* BEGIN *

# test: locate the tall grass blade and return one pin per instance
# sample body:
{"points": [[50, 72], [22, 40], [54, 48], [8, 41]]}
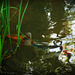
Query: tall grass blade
{"points": [[4, 54], [18, 44], [24, 12], [8, 22], [19, 20]]}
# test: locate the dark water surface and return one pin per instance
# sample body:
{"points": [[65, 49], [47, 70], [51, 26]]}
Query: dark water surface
{"points": [[43, 18]]}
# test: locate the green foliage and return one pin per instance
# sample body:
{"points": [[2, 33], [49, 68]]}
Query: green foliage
{"points": [[20, 20]]}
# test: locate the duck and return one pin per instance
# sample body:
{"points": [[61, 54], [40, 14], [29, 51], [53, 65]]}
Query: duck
{"points": [[26, 39]]}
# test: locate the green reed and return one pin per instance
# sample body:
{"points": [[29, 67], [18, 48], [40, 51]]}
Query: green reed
{"points": [[20, 19], [5, 24]]}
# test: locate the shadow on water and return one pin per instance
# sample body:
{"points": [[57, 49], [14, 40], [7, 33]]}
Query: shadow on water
{"points": [[42, 18]]}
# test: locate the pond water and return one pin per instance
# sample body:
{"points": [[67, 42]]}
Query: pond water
{"points": [[47, 20]]}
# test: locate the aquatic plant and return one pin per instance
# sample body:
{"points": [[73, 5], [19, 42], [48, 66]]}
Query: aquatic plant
{"points": [[20, 19], [5, 24]]}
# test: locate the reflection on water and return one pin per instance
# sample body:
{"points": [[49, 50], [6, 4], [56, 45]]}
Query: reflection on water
{"points": [[47, 21]]}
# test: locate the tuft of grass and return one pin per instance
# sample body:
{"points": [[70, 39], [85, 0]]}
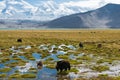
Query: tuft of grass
{"points": [[3, 75], [5, 70], [100, 68], [15, 75]]}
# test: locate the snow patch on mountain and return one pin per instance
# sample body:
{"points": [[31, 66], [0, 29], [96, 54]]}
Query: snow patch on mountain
{"points": [[45, 10]]}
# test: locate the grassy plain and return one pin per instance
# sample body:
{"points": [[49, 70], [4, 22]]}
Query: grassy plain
{"points": [[110, 40], [34, 37]]}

* END *

== STATED EXERCISE ==
Reproduce word for word the lines running from the line with "# test: locate the dark" through the end of the data, both included, and nothing else; leave out the pictures.

== CORRECT OUTPUT ==
# test: locate the dark water surface and return one pin per instance
# sample body:
{"points": [[65, 49], [47, 70], [51, 26]]}
Query: dark water surface
{"points": [[43, 18]]}
# test: locate the green foliage and return one pin per instance
# sample body:
{"points": [[2, 33], [49, 68]]}
Query: green foliage
{"points": [[20, 20]]}
# test: locate the duck and return one pin per instance
# sample body:
{"points": [[61, 54], [40, 14], [29, 51], [53, 65]]}
Query: duck
{"points": [[26, 39]]}
# test: locate the green reed and return one pin per instance
# sample body:
{"points": [[29, 67], [18, 48], [40, 51]]}
Query: green reed
{"points": [[20, 19], [5, 24]]}
# test: locate the shadow on water and return one pin per instance
# sample body:
{"points": [[57, 49], [14, 40], [7, 33]]}
Query: shadow on water
{"points": [[42, 18]]}
# test: locate the pond water and return one pin per instance
# sample body:
{"points": [[67, 42]]}
Query: pond water
{"points": [[47, 20]]}
# test: locate the aquatic plant and return one pin per instance
# sample body:
{"points": [[73, 5], [19, 42], [48, 66]]}
Query: aquatic plant
{"points": [[20, 19], [5, 24]]}
# test: locate the reflection on water and return one pin per instance
# sample body:
{"points": [[49, 50], [6, 4], [56, 45]]}
Query: reflection on water
{"points": [[47, 21]]}
# test: locate the tuft of grass and return one pin per instance
# sample body:
{"points": [[70, 39], [85, 0]]}
Query: tuft of grass
{"points": [[3, 75], [5, 70], [100, 68], [15, 75]]}
# test: locate the snow patch on mountain and return one pin per instance
# sample body:
{"points": [[31, 66], [0, 29], [96, 54]]}
Query: snow patch on mountain
{"points": [[45, 10]]}
# test: locate the grassy plain and return one pin per instance
# sample body:
{"points": [[49, 70], [4, 22]]}
Query: grassy plain
{"points": [[110, 40], [34, 37]]}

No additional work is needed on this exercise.